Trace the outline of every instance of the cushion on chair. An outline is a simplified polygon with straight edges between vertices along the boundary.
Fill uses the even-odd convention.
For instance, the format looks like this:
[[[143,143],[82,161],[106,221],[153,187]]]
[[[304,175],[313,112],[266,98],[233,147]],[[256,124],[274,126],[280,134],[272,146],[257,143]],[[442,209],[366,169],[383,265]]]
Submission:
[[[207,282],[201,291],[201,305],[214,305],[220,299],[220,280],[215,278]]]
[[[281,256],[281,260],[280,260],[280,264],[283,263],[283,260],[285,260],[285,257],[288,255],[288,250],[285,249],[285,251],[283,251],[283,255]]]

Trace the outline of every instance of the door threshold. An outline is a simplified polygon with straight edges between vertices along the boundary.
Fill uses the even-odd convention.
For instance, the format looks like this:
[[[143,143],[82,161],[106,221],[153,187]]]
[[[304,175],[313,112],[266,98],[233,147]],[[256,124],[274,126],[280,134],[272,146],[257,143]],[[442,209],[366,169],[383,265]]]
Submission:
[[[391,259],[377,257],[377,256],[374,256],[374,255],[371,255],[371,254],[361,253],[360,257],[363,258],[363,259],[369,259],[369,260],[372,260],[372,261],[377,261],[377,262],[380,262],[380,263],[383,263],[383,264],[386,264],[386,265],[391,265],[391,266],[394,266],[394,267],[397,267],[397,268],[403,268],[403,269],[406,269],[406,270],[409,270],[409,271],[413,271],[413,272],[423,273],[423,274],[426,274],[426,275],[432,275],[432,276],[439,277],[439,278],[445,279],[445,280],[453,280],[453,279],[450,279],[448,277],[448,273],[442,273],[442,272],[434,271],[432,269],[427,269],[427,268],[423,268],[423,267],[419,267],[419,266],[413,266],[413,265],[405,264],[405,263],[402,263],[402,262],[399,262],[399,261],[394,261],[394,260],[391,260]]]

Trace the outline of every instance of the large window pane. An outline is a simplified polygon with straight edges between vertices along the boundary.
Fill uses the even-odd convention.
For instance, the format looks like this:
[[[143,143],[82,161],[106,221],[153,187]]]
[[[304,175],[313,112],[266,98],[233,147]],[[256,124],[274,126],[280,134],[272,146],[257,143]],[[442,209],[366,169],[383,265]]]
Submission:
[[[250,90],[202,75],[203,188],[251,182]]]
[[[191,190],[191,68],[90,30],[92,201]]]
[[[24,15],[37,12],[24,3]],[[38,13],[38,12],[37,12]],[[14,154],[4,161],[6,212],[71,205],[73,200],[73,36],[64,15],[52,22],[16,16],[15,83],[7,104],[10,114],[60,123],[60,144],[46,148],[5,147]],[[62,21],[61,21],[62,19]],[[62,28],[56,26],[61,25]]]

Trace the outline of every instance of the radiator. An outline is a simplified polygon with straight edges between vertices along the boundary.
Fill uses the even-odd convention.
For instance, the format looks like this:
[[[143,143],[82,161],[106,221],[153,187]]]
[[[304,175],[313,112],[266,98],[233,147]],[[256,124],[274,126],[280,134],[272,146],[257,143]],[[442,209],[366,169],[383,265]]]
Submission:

....

(EXERCISE DIRECTIONS): Copy the records above exactly as they appear.

(TASK SOLUTION):
Trace the outline of every instance of the cushion on chair. An outline is a simplified polygon with straight edges between vertices along the boundary.
Fill uses the even-odd convention.
For instance, the format looks like this:
[[[143,143],[82,161],[106,221],[153,187]]]
[[[304,175],[313,112],[266,98],[233,147]],[[256,124],[274,126],[280,134],[272,146],[257,143]],[[442,209],[366,169],[383,265]]]
Submission:
[[[207,282],[201,291],[201,305],[214,305],[220,299],[220,280],[215,278]]]
[[[281,256],[281,260],[280,260],[280,264],[283,263],[283,260],[285,260],[285,257],[288,255],[288,250],[285,249],[285,251],[283,251],[283,255]]]

Trace the outline of every instance of the door threshold. An outline is a simplified polygon with straight edges between vertices along the boundary.
Fill uses the even-odd convention.
For instance, the format looks like this:
[[[143,143],[82,161],[106,221],[153,187]]]
[[[304,175],[313,112],[266,98],[233,147]],[[256,124],[274,126],[280,134],[272,146],[257,143]],[[442,209],[366,169],[383,265]]]
Submission:
[[[391,259],[377,257],[377,256],[374,256],[374,255],[371,255],[371,254],[361,253],[360,257],[363,258],[363,259],[369,259],[369,260],[372,260],[372,261],[377,261],[377,262],[380,262],[380,263],[383,263],[383,264],[386,264],[386,265],[391,265],[391,266],[394,266],[394,267],[397,267],[397,268],[403,268],[403,269],[406,269],[406,270],[409,270],[409,271],[413,271],[413,272],[423,273],[423,274],[426,274],[426,275],[432,275],[432,276],[439,277],[439,278],[445,279],[445,280],[453,280],[453,279],[450,279],[448,277],[448,273],[442,273],[442,272],[434,271],[432,269],[427,269],[427,268],[423,268],[423,267],[419,267],[419,266],[413,266],[413,265],[405,264],[405,263],[402,263],[402,262],[399,262],[399,261],[394,261],[394,260],[391,260]]]

Trace the outline of every instance of the large window pane. An outline is a simplified polygon with straight edges between vertices along the boundary.
Fill uses the even-odd convention.
For instance, the format looks like this:
[[[143,143],[82,161],[106,221],[153,187]]]
[[[304,175],[313,112],[266,98],[233,147]],[[256,124],[274,126],[280,134],[272,146],[257,143]],[[442,209],[366,169],[383,265]]]
Submission:
[[[250,90],[202,75],[203,188],[251,182]]]
[[[191,190],[191,68],[90,30],[92,201]]]
[[[24,15],[37,12],[24,3]],[[38,13],[38,12],[37,12]],[[14,154],[4,161],[6,212],[71,205],[73,200],[73,36],[64,15],[52,22],[16,16],[15,83],[7,104],[10,114],[60,123],[60,144],[46,148],[5,147]],[[62,21],[61,21],[62,19]],[[62,28],[56,26],[61,25]]]

Trace the outline of every instance of the radiator. An outline is a simplified polygon with straight edges between vertices along the boundary.
Fill uses the even-odd convention.
For instance, the format looks like this:
[[[143,143],[82,161],[106,221],[153,187]]]
[[[304,175],[313,112],[266,98],[233,147]],[[256,124],[274,126],[280,134],[272,146],[257,143]],[[442,209],[366,169],[383,265]]]
Submission:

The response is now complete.